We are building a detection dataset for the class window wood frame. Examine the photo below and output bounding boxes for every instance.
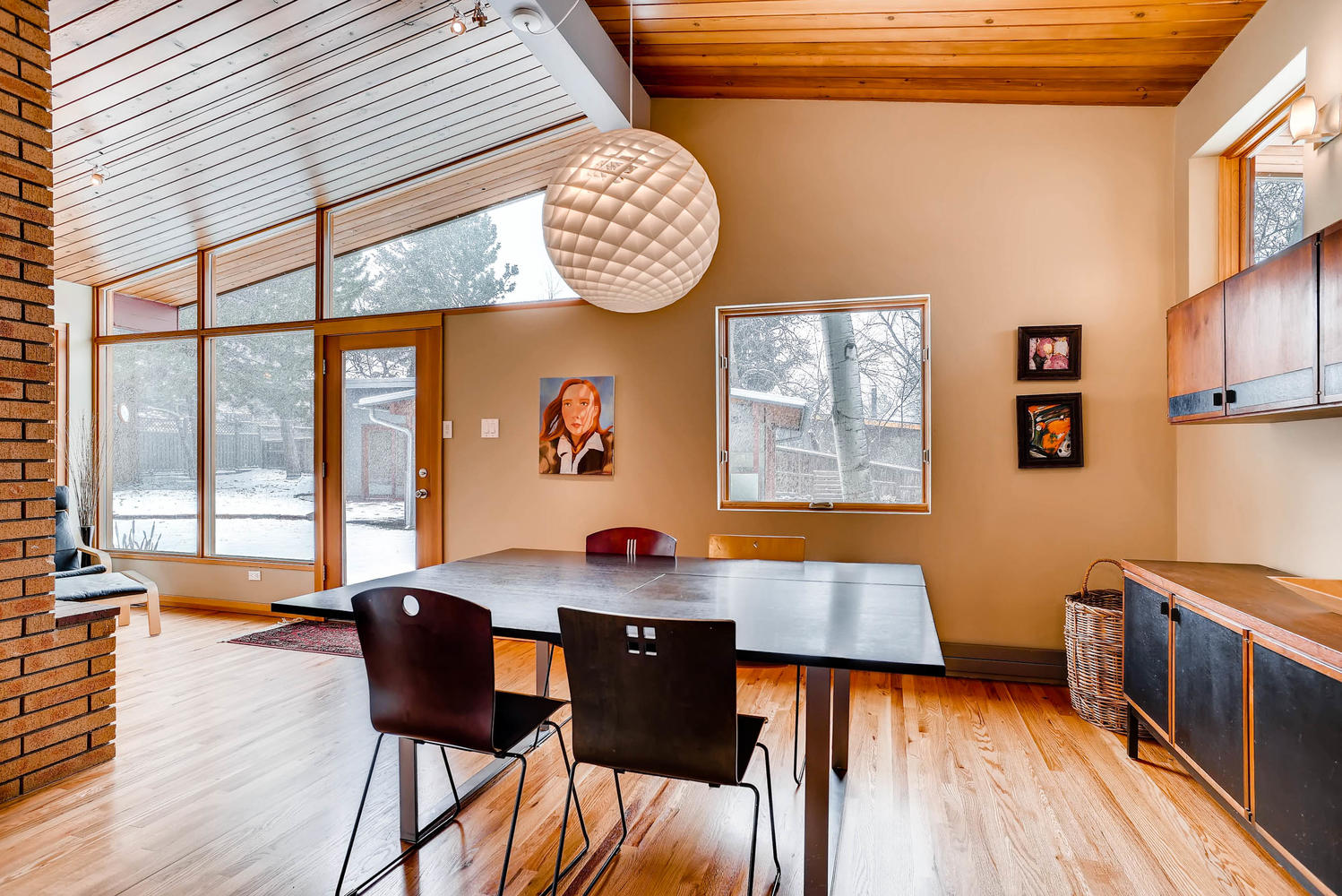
[1217,83,1304,280]
[714,295,932,513]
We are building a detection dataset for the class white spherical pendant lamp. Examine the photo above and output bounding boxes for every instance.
[542,127,718,313]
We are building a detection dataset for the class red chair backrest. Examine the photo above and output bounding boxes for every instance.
[587,526,675,556]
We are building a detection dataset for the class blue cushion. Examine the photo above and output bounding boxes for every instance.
[52,564,108,578]
[56,573,149,601]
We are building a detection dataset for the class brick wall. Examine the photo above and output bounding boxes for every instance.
[0,0,116,799]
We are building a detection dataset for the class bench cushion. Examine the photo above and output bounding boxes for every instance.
[52,564,108,578]
[56,573,149,601]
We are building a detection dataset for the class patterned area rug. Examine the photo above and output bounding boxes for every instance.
[226,620,364,658]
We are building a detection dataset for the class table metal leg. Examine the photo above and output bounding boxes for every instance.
[536,642,555,697]
[396,737,418,844]
[801,666,830,896]
[830,669,849,774]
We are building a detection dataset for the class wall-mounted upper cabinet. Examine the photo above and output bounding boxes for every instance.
[1165,283,1226,421]
[1166,221,1342,423]
[1226,238,1320,415]
[1320,221,1342,404]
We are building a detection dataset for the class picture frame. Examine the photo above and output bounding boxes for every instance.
[1016,323,1081,380]
[1016,392,1086,470]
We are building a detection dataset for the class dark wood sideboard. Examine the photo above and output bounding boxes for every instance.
[1165,221,1342,423]
[1123,561,1342,896]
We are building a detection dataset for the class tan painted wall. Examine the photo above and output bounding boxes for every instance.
[1174,0,1342,575]
[447,100,1174,648]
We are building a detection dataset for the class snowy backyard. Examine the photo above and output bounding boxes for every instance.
[111,470,415,582]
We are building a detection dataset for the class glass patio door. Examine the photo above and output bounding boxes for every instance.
[318,329,443,588]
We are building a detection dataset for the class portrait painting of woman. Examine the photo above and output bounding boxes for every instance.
[541,377,615,476]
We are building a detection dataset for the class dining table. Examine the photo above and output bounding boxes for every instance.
[271,548,946,896]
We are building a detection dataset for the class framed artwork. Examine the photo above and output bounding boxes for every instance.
[1016,324,1081,380]
[1016,392,1086,470]
[541,377,615,476]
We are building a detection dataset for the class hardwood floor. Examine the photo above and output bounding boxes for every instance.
[0,609,1303,896]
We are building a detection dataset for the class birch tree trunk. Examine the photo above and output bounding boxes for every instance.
[820,311,875,502]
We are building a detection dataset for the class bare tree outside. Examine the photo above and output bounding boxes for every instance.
[1253,176,1304,264]
[727,306,924,504]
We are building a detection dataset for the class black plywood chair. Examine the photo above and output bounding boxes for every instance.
[336,588,587,896]
[555,607,782,895]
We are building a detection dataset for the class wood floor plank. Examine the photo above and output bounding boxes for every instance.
[0,609,1303,896]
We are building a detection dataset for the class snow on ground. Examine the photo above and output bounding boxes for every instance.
[111,470,415,582]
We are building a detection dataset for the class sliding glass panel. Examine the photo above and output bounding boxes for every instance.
[340,345,417,585]
[212,218,317,327]
[103,259,196,334]
[210,330,315,561]
[331,183,577,316]
[108,338,199,554]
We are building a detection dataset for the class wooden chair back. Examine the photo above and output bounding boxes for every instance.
[351,588,494,751]
[709,535,806,564]
[587,526,675,556]
[560,607,754,785]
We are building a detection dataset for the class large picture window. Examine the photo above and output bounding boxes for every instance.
[103,338,200,554]
[718,297,930,513]
[210,330,315,562]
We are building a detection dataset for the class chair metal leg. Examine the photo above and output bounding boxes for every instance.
[755,743,782,893]
[499,753,526,896]
[336,734,385,896]
[439,745,461,818]
[792,666,806,788]
[538,720,592,896]
[741,780,760,896]
[580,764,630,896]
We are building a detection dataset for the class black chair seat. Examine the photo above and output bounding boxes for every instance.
[51,564,108,578]
[736,712,768,780]
[494,691,563,750]
[56,573,149,601]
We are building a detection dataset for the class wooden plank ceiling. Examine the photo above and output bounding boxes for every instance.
[588,0,1256,106]
[51,0,585,283]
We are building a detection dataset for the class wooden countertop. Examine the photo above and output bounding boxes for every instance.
[1123,559,1342,669]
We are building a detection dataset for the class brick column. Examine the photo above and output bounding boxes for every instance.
[0,0,116,799]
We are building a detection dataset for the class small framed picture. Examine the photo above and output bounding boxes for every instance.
[1016,392,1086,470]
[1016,324,1081,380]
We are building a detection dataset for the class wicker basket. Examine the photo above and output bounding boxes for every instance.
[1062,559,1145,734]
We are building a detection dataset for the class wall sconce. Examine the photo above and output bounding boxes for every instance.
[1288,94,1342,148]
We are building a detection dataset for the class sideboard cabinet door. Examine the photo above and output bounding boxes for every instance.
[1123,578,1170,735]
[1226,237,1320,415]
[1174,602,1247,812]
[1252,642,1342,892]
[1320,221,1342,404]
[1165,283,1226,423]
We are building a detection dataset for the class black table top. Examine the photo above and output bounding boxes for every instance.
[271,548,946,675]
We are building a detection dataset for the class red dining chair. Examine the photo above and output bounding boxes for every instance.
[336,588,587,896]
[587,526,675,556]
[552,607,782,896]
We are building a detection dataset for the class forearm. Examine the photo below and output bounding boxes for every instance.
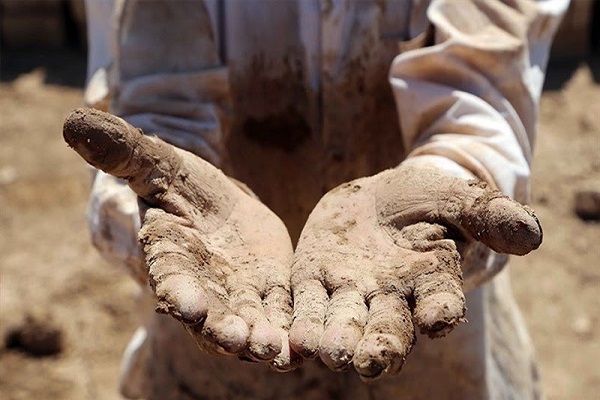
[390,0,568,202]
[390,0,568,290]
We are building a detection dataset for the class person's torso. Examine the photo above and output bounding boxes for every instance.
[222,1,411,240]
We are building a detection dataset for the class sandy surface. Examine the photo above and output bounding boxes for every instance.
[0,53,600,400]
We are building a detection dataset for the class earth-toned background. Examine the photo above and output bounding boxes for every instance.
[0,1,600,400]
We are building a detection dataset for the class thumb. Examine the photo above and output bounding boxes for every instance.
[439,179,543,255]
[63,108,181,202]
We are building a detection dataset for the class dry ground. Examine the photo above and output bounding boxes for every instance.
[0,51,600,400]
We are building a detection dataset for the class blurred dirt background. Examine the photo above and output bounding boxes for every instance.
[0,0,600,400]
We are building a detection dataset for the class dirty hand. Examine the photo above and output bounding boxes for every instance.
[290,165,542,380]
[63,109,293,370]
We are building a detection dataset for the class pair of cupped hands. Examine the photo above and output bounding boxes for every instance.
[63,109,542,380]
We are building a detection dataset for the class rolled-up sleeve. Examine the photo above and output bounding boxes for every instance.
[390,0,569,203]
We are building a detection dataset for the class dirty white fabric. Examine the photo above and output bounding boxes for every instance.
[86,0,568,399]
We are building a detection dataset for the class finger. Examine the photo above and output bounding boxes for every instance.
[63,108,181,199]
[139,208,249,354]
[354,293,415,381]
[290,279,329,358]
[319,287,368,371]
[187,309,250,354]
[413,245,466,338]
[138,208,209,324]
[438,179,543,255]
[230,282,281,361]
[263,284,302,372]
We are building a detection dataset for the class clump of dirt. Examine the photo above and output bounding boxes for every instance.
[4,312,64,357]
[575,189,600,221]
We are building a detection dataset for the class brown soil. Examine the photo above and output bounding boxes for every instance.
[0,54,600,400]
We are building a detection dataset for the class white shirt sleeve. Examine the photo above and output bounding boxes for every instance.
[390,0,568,202]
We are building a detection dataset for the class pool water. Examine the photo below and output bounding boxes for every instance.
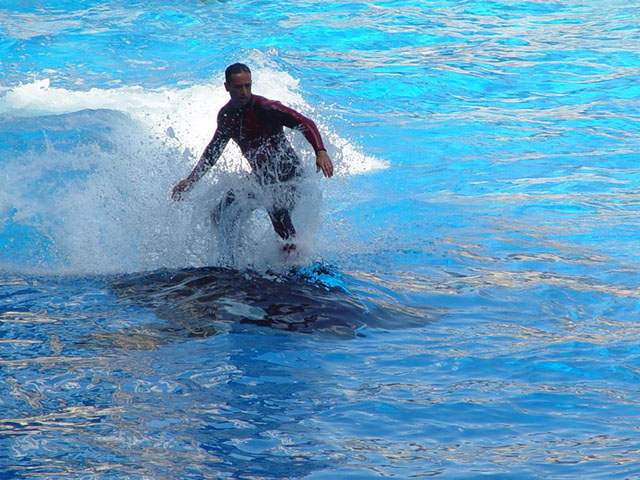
[0,0,640,480]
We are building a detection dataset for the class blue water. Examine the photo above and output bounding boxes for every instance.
[0,0,640,480]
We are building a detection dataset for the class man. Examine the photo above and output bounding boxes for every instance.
[171,63,333,251]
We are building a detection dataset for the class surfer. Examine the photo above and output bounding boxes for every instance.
[171,63,333,251]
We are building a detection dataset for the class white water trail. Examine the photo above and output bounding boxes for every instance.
[0,68,382,274]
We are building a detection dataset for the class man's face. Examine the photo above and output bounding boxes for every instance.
[224,72,251,107]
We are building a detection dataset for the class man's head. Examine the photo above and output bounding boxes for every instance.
[224,63,251,107]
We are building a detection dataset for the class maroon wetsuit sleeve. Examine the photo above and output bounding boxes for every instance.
[268,101,326,152]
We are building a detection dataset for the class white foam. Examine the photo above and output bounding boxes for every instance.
[0,68,384,273]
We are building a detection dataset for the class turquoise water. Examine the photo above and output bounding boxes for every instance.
[0,0,640,480]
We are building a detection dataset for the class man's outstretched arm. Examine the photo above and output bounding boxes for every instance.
[171,130,229,201]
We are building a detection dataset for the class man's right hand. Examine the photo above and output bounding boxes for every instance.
[171,178,191,202]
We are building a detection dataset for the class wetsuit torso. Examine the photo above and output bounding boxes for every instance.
[205,95,324,185]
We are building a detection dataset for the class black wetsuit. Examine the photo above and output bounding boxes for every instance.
[204,95,325,240]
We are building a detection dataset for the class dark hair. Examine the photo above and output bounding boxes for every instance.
[224,63,251,82]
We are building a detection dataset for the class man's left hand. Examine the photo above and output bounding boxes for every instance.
[316,150,333,178]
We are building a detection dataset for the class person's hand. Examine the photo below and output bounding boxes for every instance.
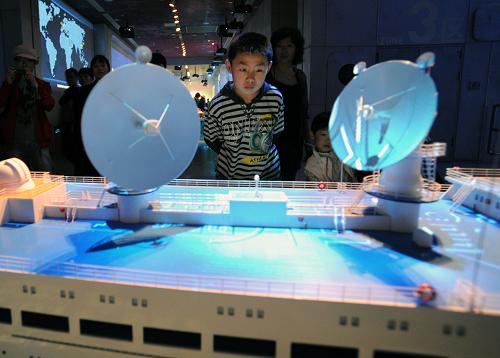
[5,67,16,85]
[25,70,38,87]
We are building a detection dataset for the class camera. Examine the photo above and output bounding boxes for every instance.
[118,25,135,39]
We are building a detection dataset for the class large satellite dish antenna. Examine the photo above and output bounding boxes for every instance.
[82,46,200,191]
[329,53,437,171]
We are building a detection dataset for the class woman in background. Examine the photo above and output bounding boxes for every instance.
[266,28,309,180]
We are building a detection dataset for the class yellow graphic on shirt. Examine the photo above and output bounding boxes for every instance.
[259,113,273,121]
[241,154,269,165]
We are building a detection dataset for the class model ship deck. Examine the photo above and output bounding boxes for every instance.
[0,184,500,313]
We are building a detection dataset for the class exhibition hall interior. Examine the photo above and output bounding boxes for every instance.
[0,0,500,358]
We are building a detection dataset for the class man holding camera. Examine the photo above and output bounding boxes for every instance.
[0,45,54,171]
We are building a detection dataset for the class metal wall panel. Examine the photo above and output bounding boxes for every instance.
[324,0,377,46]
[454,43,492,161]
[377,0,468,46]
[0,16,7,86]
[304,0,328,46]
[479,43,500,162]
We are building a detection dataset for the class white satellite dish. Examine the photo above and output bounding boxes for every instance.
[329,53,438,170]
[82,46,200,191]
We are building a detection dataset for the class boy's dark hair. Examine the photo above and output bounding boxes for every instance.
[227,32,273,62]
[149,52,167,68]
[64,67,78,76]
[311,112,330,134]
[271,27,304,65]
[90,55,111,71]
[339,63,354,86]
[78,67,94,78]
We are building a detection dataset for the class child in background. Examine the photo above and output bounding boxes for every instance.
[203,32,284,180]
[304,112,357,182]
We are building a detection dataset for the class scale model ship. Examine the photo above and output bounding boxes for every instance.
[0,47,500,358]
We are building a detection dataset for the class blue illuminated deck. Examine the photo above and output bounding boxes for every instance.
[0,201,500,311]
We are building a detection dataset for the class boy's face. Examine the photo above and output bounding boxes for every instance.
[314,128,332,153]
[79,73,94,86]
[92,61,110,80]
[275,37,295,64]
[226,52,271,103]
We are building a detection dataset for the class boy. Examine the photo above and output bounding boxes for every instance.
[203,32,284,180]
[304,112,357,182]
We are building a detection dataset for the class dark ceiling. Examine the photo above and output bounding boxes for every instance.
[65,0,261,62]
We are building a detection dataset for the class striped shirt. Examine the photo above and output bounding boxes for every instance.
[203,83,284,180]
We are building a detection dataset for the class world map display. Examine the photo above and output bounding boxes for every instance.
[38,0,93,82]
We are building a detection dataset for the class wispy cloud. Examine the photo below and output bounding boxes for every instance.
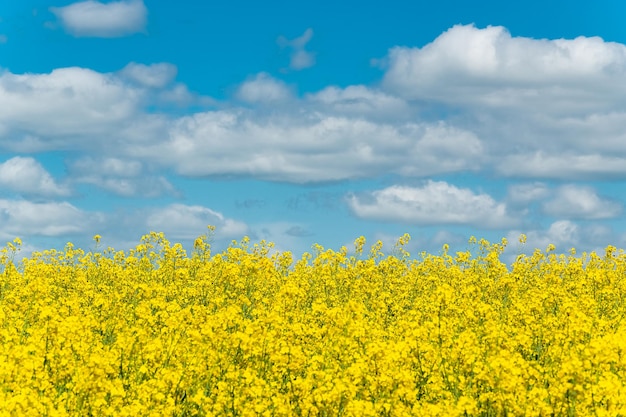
[50,0,148,38]
[542,184,623,219]
[276,28,315,71]
[347,181,517,228]
[0,156,71,197]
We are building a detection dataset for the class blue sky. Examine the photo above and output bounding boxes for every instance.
[0,0,626,260]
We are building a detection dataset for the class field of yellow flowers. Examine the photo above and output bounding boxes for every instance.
[0,229,626,417]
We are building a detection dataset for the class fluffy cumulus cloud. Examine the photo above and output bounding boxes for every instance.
[50,0,148,38]
[0,156,71,197]
[376,25,626,179]
[347,181,516,228]
[384,25,626,106]
[146,204,248,239]
[0,67,141,146]
[542,185,623,219]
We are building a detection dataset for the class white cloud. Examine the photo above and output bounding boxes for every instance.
[496,151,626,180]
[236,73,291,103]
[507,182,550,204]
[130,110,483,182]
[384,25,626,107]
[507,220,576,254]
[307,85,411,120]
[146,204,248,239]
[0,67,141,142]
[121,62,178,88]
[50,0,148,38]
[0,200,102,239]
[70,157,178,198]
[542,185,622,219]
[277,28,315,71]
[0,156,71,197]
[347,181,516,228]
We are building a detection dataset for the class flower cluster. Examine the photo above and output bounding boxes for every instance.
[0,233,626,416]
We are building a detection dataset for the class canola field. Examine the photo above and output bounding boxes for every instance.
[0,233,626,417]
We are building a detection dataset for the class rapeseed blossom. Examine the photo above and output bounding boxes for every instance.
[0,233,626,416]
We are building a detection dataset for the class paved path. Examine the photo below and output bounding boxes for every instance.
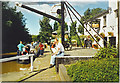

++++++++

Exercise prompt:
Recast the material, the stretch from its start through the line containing "[542,127,718,313]", as a Markdown table with the columns Row and Line: number each line in Row and put its text in Line. Skip blank lines and leave the pictures out.

Exercise response:
| Row | Line |
|---|---|
| 1 | We are building a detection dataset for the class window wood frame. Examine the photo below and output bounding boxes for every instance. |
| 2 | [1217,83,1304,280] |
| 3 | [714,295,932,513] |
| 4 | We are building a detection dataset for the class white spherical pendant lamp. Examine the photo above and output bounding boxes for every instance. |
| 5 | [542,127,718,313] |